• [DATA FOR PROCESSING]
<<<<

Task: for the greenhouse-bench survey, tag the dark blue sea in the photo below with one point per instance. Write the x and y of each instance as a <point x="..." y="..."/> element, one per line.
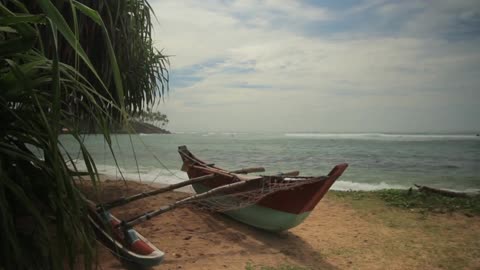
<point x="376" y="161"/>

>>>>
<<<<

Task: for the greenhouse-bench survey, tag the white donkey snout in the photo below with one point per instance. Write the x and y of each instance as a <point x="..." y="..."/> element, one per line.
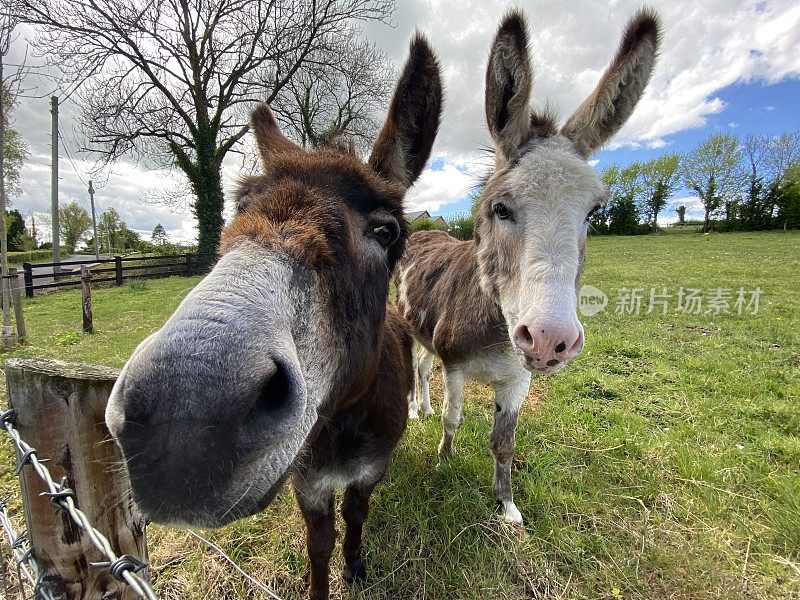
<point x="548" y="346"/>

>>>>
<<<<

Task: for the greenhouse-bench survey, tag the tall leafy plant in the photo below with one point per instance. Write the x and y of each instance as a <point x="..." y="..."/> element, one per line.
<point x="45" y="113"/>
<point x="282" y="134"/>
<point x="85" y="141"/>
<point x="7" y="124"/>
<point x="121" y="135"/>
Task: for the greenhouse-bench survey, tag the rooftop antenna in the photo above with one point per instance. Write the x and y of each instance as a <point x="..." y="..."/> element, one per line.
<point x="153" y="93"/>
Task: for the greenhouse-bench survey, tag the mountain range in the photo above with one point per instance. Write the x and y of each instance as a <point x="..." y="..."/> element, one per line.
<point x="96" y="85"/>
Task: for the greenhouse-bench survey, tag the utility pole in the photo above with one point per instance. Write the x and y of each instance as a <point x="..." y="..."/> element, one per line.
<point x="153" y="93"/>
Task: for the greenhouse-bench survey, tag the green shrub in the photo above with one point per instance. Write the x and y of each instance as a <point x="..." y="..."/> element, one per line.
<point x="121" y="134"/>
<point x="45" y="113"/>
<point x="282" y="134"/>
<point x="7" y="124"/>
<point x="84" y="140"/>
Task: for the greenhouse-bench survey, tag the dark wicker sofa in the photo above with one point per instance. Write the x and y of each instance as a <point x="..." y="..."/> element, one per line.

>>>>

• [TRY IT] Output the lines of the records above exactly as they appear, from the line containing "Task: for the greenhouse-bench survey, tag the mountain" through the line containing "Task: for the greenhouse-bench survey, tag the dark wicker".

• [SOLUTION TO THE PROBLEM]
Task: for the greenhouse-bench survey, tag the mountain range in the photo above with one point per instance. Write the x and y of each instance as a <point x="..." y="..."/> element, one per line.
<point x="96" y="85"/>
Task: for the greenhouse-bench survey, tag the utility pole in the photo above with one point per instance. Write the x and y of each instance as a <point x="..." y="..."/> element, one per line.
<point x="153" y="93"/>
Task: for the greenhouse-bench survey, tag the green shrub in the photo above with one point per instance. Write the x and y of each instance as a <point x="..." y="..."/> element, one per line.
<point x="121" y="134"/>
<point x="45" y="113"/>
<point x="282" y="134"/>
<point x="7" y="124"/>
<point x="84" y="140"/>
Task: for the greenhouse-bench survey, tag the dark wicker sofa in the photo above with one point per instance. Write the x and y of each instance as a <point x="..." y="..."/> element, one per line.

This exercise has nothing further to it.